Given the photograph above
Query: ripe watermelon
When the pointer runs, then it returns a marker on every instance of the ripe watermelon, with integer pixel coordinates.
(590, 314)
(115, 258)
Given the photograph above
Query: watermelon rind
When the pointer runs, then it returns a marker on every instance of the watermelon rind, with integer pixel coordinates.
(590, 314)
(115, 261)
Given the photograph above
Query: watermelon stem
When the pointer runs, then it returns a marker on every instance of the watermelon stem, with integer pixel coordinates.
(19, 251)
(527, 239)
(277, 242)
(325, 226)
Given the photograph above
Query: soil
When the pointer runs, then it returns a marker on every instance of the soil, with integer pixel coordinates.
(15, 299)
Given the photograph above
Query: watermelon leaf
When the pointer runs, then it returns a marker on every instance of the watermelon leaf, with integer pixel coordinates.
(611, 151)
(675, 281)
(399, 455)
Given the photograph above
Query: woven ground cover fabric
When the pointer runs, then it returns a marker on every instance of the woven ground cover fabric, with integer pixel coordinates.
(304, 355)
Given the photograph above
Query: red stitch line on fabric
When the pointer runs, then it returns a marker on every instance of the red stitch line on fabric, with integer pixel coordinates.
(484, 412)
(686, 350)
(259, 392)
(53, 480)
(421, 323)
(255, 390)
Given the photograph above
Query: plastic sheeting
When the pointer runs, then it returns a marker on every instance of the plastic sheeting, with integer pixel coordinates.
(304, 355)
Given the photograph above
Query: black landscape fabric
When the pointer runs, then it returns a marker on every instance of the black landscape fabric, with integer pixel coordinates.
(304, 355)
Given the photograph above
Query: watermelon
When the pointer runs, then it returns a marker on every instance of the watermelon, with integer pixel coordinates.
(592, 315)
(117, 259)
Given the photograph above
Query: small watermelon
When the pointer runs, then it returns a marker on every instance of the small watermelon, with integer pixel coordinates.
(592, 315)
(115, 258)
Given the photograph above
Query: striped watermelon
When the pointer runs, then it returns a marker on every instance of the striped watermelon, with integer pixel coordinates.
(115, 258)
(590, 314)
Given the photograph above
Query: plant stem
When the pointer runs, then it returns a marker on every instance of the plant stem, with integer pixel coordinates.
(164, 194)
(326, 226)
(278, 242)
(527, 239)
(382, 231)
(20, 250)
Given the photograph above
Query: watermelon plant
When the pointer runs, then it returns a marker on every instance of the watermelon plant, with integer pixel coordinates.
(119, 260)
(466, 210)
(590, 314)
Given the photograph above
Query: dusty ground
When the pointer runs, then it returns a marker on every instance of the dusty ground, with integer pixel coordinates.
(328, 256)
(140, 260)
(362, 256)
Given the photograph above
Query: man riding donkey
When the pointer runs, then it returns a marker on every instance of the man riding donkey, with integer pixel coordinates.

§ **TASK DETAILS**
Transcribe the data. Leave every line exactly as it is.

§ **ANSWER TO THIS TASK**
Given the photograph above
Query: ripe watermelon
When the pointer runs, then it returns a marker on every instance of the ripe watermelon, with integer pixel coordinates.
(590, 314)
(115, 258)
Given the photograph above
Query: watermelon rind
When the pointer runs, then it returns a marker on every instance of the watermelon rind, with integer pixel coordinates.
(590, 314)
(115, 261)
Given the photograph above
Query: watermelon stem
When the pointer runs, then it returns a marker on every instance of the watermelon stem, with integer pixel coordinates.
(19, 251)
(527, 239)
(277, 242)
(325, 226)
Given the photograph above
Query: soil
When the pointer runs, then it returns a marker on every instance of the soil, with integer pixel coordinates.
(15, 299)
Given the photograph above
Query: watermelon leaf
When the pointer runs, then it returns a marker on every instance of the watermelon leaf, with integer pixel coordinates.
(611, 151)
(675, 281)
(399, 455)
Given the photograph above
Query: woven ground cover fabric
When the pointer runs, then it returns a marker on every instance of the woven ground cover fabric, with integer pixel coordinates.
(304, 355)
Given the photograph above
Query: red stitch line on fabric
When the pointer runs, then it returns a marker on every instance of the red stitch line on fabric, with integer pixel coordinates.
(484, 412)
(686, 350)
(259, 392)
(53, 480)
(421, 323)
(255, 390)
Given the photograph above
Query: plastic sheeting
When the pointer runs, then it returns a marker on every instance of the plastic sheeting, with integer pixel coordinates.
(304, 355)
Given the photograph above
Query: black landscape fabric
When the pointer runs, then it returns a marker on every instance of the black landscape fabric, with integer pixel coordinates.
(304, 355)
Given the photograph above
Query: watermelon
When the pointer runs, then it returns a marker on every instance of the watermelon, with integer pixel coordinates.
(592, 315)
(117, 259)
Given the photograph above
Query: small watermelon
When the pointer runs, then it returns a marker on every instance of the small watermelon, with integer pixel coordinates.
(592, 315)
(115, 258)
Given the photograph above
Query: striped watermelon
When the pointer runs, then it returns a marker on every instance of the striped watermelon, with integer pixel coordinates.
(115, 258)
(590, 314)
Given the photograph above
Query: plant stem
When the pointer runs, then it returns a marker on every instance of the plant stem, with integer pixel coordinates.
(164, 194)
(326, 226)
(278, 242)
(527, 239)
(382, 231)
(20, 250)
Given the photograph above
Query: watermelon plant
When the pointer runs, then it returns a marker on every instance of the watermelon plant, with integer pixel coordinates.
(119, 260)
(466, 210)
(590, 314)
Given the photograph above
Query: dusty ground
When the pointer runs, then it returns a marker on every instance of the dusty ground, with integer pixel coordinates.
(328, 256)
(140, 260)
(362, 256)
Given the photograph above
Query: man riding donkey
When the pointer runs, then it returns a marker on every instance of the man riding donkey, with integer pixel coordinates.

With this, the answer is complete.